* To do:
Output only the lines from the one holding "of the building" to the end of the data below, please, copied exactly.

Object position labeling entries
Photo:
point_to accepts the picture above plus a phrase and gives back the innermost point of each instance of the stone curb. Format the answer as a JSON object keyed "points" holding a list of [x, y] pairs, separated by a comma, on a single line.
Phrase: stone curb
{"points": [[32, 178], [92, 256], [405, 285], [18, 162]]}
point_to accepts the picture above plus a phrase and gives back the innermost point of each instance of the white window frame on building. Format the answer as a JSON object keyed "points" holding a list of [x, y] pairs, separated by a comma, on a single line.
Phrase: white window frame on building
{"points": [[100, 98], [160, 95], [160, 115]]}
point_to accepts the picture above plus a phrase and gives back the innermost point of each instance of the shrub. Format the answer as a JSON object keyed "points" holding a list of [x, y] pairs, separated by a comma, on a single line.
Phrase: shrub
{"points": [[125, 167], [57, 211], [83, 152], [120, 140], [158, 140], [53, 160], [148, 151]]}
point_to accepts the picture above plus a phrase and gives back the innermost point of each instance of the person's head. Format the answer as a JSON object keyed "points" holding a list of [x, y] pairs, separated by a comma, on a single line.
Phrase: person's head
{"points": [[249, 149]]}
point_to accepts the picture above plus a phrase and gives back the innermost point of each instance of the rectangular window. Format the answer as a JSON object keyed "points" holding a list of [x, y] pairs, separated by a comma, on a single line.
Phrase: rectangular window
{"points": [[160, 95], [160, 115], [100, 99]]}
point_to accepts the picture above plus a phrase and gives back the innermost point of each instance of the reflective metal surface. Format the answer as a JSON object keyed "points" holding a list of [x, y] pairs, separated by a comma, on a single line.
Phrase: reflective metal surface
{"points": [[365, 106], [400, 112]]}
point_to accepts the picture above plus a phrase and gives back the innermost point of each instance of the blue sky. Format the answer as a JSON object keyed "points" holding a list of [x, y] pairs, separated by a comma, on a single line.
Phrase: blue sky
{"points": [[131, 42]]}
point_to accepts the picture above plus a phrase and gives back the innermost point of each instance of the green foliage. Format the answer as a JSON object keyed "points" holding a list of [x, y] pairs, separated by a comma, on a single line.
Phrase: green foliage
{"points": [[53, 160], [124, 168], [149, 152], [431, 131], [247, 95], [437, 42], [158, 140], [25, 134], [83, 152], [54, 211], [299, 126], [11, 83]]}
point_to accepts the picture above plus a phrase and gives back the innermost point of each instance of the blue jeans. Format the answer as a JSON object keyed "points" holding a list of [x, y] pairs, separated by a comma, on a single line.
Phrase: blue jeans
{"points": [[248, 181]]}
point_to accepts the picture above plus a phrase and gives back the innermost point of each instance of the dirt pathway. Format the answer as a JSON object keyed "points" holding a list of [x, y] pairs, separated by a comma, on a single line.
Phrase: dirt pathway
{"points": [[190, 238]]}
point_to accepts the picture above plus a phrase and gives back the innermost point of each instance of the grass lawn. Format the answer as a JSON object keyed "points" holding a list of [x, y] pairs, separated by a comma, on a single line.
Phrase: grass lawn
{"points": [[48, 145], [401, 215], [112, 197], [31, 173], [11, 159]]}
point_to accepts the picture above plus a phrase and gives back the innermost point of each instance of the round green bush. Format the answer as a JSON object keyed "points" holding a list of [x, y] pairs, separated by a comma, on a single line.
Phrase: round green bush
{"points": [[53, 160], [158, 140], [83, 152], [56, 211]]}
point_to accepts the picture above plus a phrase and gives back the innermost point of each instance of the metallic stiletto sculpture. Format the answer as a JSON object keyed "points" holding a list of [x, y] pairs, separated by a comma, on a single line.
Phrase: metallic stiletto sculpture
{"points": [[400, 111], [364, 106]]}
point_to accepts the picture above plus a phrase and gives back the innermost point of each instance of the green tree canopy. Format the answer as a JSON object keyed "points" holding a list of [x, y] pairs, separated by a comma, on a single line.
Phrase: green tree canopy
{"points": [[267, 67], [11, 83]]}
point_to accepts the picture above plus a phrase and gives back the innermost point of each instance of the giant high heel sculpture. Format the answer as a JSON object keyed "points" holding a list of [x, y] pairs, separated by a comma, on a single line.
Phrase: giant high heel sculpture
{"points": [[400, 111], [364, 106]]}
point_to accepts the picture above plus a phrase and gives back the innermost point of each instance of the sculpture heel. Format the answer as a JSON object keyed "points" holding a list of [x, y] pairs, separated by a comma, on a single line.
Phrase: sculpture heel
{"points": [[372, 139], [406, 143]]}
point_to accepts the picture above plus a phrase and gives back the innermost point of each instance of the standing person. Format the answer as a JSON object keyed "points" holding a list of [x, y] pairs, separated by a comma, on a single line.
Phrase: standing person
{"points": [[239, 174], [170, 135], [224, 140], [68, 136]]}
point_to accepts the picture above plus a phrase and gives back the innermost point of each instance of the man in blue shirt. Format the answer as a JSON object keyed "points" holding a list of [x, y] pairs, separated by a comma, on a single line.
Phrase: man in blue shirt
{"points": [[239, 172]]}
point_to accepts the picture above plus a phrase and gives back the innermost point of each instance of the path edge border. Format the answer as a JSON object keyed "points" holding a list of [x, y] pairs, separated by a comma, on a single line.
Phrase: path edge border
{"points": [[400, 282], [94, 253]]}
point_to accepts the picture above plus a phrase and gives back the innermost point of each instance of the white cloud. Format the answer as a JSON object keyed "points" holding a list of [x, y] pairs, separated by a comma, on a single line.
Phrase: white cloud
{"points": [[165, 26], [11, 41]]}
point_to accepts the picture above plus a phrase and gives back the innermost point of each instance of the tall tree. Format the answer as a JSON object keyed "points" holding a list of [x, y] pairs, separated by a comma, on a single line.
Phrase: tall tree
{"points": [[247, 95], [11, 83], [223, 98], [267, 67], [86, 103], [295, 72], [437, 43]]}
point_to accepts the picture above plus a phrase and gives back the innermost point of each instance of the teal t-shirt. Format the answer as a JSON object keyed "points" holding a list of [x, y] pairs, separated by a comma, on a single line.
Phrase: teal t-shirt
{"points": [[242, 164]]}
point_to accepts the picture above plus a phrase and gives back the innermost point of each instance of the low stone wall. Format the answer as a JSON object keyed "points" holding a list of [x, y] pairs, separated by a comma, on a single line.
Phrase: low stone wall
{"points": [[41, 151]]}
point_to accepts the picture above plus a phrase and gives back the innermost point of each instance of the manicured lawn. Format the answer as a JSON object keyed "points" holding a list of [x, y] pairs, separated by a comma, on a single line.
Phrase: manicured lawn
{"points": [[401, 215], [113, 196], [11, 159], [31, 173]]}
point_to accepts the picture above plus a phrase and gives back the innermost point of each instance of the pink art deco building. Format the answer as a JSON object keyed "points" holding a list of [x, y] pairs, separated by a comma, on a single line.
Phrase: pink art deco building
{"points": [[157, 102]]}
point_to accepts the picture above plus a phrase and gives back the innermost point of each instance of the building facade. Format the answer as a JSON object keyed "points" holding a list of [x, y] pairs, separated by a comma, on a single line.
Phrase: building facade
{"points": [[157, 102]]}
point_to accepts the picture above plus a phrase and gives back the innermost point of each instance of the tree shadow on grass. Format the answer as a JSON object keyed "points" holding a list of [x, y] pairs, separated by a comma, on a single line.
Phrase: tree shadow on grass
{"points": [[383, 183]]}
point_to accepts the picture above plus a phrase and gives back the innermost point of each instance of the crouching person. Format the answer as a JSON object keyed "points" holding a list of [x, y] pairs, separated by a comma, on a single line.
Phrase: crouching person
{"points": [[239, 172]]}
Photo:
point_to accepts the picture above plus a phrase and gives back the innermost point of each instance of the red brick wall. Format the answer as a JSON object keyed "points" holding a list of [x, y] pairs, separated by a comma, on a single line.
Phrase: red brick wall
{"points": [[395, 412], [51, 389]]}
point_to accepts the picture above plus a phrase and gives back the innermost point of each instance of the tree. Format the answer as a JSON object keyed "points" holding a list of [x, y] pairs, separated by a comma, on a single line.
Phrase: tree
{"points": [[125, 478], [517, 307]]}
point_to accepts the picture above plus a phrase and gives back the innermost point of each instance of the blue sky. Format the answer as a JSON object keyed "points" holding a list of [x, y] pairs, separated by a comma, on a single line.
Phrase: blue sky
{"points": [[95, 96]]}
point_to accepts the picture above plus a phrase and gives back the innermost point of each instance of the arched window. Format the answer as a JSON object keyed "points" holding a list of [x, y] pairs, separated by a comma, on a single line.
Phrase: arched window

* Written response:
point_to accepts the picture above plus a phrase and gives back the innermost point of each instance of the building facade. Format the answer as a JSON object keyed "points" holding a list of [x, y] pairs, separated by a comma, on a single line.
Phrase: building facade
{"points": [[157, 102]]}
point_to accepts the picture above plus a phrase and gives back the innermost point of each instance of the tree shadow on grass. Format the answer as a JSON object keyed "points" holding a list of [x, y] pairs, separated by a comma, on a single line.
Phrase: tree shadow on grass
{"points": [[383, 183]]}
point_to accepts the picture above plus a phrase and gives back the innermost point of each instance of the crouching person. Format the answer as a JSON object keyed "points" holding a list of [x, y] pairs, separated by a comma, on a single line.
Phrase: crouching person
{"points": [[239, 172]]}
Photo:
point_to accepts the picture above plus a phrase and gives back the innermost point of each instance of the red brick wall. Format the answer as a JSON object keyed "points" holding a list of [x, y] pairs, separated by a comma, on a single line.
Phrase: red brick wall
{"points": [[395, 412], [51, 389]]}
point_to accepts the picture above plus a phrase and gives back the innermost point of each instance of the tree. Format the answer as a JSON object keyed "points" holding a list of [x, y] pairs, separated by a comma, on a single line.
Phrase: tree
{"points": [[125, 478], [517, 307]]}
point_to accepts the picture above plus a phrase and gives back the innermost point of each instance of the blue sky. Format the answer as a JSON object keyed "points" holding a list of [x, y] pairs, separated by a comma, on a single line.
Phrase: blue sky
{"points": [[95, 96]]}
point_to accepts the picture above plus a phrase and gives back the innermost point of each instance of the arched window. Format the answer as a JSON object keyed "points" holding a list of [x, y] pairs, separated by a comma, on a single line.
Phrase: arched window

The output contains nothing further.